Aim: Format the records below as a two-column CSV with the columns "request" and "answer," one row per record, putting each field in quotes and replacing line breaks with spaces. Leave the pictures out of your answer.

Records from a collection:
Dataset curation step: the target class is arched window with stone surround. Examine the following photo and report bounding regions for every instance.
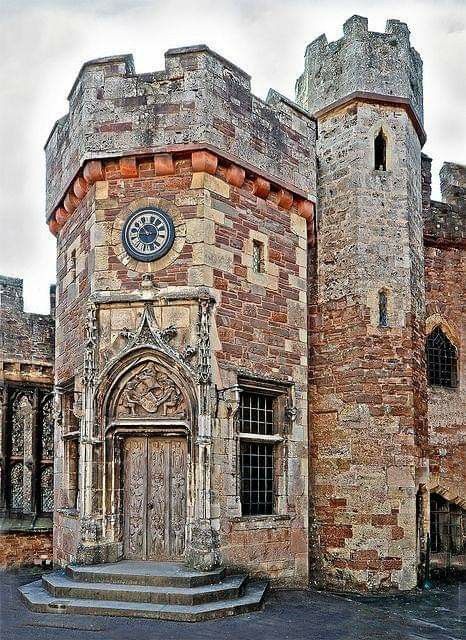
[426,326,458,387]
[379,289,388,327]
[374,127,387,171]
[0,383,54,526]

The completed task:
request,answer
"Dataset curation step: the target class is arched window with stone surround. Examine the following photo and report bounding regions for every instance.","[426,326,458,387] [379,289,388,327] [374,127,387,171] [0,383,54,526]"